Palazzo Corner della Regina, commonly known as Ca' Corner della Regina, is a Baroque-style palace in the Sestiere Santa Croce of the city of Venice, Italy. In the English language, the title conforms with Palace of the Queen from the "Corner (or Cornaro) Family"; it is so named because Caterina Cornaro, who became Queen of Cyprus by marriage, was born to this family and at this site in 1454. The palace is located on the Grand Canal, near Ca' Pesaro, and between Ca' Favretto and Palazzo Correggio. The opposite structure is Palazzo Contarini Pisani.

==History==
The present white palace facade, bedecked with columns on the two top floors, was designed by Giuseppe Sardi in the second half of the 17th century, while the palace was reconstructed in 1724 by Domenico Rossi. The lower story has a sturdy brick-like pattern of ashlar stone masonry. The lower doors and windows are surmounted by grotesque-like masks that serve as waterspouts, hence can be called gargoyles. The upper floors have balconies with balustrades. In the upper floor, the balcony window-doors have triangular pediments. The main floor or piano nobile has tall window-doors with a rounded top and helmeted female busts at the keystone.

※

▶ **Required actions**
[1] Reproduce the entries from the line containing "task | place one marker on every instance of the distant" through the end of the entries, replacing "distant tree" with "faraway tree" and keeping everything else unchanged.
[2] Extend the passage on Palazzo Corner della Regina, picking up after its final sentence.

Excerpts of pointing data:
※

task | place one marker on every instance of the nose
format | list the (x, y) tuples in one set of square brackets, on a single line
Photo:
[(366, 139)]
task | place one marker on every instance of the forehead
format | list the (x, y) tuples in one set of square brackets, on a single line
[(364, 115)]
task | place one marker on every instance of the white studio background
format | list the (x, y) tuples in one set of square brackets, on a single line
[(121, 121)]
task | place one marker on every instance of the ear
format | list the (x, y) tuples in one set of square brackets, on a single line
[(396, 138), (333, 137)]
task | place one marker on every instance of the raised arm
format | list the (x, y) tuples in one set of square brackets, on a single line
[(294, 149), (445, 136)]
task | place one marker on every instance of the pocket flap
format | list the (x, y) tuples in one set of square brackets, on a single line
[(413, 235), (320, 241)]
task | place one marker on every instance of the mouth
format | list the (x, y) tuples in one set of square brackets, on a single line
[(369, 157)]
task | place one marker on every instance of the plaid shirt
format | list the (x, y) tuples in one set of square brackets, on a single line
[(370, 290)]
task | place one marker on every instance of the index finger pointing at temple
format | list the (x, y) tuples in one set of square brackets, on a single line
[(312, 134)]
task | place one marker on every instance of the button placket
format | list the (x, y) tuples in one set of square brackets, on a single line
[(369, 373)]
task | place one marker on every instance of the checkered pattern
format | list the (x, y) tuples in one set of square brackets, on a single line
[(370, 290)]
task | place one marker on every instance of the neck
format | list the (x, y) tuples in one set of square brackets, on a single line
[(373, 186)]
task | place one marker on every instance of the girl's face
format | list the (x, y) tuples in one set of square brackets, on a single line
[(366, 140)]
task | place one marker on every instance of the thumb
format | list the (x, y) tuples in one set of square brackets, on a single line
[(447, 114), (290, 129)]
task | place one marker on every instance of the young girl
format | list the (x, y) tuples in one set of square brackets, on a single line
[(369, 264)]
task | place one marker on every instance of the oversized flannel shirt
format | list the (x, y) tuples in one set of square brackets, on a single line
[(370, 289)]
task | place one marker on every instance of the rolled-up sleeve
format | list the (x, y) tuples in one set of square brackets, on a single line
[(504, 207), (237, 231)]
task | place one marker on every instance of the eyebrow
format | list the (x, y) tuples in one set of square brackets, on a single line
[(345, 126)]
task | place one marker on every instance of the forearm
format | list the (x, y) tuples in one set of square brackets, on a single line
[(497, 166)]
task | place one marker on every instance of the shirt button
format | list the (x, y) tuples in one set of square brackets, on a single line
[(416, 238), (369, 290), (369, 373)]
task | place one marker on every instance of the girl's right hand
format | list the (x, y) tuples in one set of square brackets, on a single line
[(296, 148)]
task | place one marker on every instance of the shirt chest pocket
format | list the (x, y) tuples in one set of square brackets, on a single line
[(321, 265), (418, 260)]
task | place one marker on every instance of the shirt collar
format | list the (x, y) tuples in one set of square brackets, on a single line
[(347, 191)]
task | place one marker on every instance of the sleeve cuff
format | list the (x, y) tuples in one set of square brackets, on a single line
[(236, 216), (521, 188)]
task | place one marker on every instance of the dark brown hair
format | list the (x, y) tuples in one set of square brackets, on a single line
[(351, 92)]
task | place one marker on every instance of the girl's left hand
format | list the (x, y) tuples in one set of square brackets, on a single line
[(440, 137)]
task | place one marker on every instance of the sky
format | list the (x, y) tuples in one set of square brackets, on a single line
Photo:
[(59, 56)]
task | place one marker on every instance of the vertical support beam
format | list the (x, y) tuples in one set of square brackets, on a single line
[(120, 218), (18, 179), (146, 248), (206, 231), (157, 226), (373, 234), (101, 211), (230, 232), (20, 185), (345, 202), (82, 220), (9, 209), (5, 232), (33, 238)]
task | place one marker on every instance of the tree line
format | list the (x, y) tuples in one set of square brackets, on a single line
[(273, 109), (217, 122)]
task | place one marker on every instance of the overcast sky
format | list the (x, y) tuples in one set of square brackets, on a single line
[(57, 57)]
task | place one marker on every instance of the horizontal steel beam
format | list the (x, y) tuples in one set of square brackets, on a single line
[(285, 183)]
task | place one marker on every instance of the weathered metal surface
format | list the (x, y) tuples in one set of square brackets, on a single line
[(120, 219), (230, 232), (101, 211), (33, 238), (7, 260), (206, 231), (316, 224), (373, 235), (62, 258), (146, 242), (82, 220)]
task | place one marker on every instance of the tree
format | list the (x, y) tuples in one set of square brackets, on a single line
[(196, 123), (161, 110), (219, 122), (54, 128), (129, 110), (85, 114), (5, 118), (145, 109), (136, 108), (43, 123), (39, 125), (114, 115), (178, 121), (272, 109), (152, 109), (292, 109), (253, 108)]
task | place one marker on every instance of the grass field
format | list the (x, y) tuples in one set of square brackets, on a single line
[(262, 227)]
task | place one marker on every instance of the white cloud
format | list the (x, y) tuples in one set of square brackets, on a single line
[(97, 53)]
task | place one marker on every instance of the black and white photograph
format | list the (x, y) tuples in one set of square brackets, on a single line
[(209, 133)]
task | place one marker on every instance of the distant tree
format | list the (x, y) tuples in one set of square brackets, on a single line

※

▶ **Exercise responses**
[1]
task | place one marker on every instance of the faraway tree
format | list the (x, y) tuples in one set of square brackets, on a single line

[2]
The palace hosted the last of the Corner, a priest, until 1800, when the palace was willed to the Papal authorities, who ceded the palace to the Congregation of the Schools of Charity (Cavanis Institute) to establish a school. It subsequently became the city's Monte de Pieta.

The palace now houses the History Archives of the Contemporary Art Exhibition of the Biennale di Venezia, as well as having display space for the Fondazione Prada. The piano nobile frescoes were commissioned by a Caterino Cornaro, a distant descendant of the famous queen, and completed by Constantino Cedini, Vincenzo Colomba and Domenico Fossati; they depict a series of episodes from Queen Caterina Cornaro's life.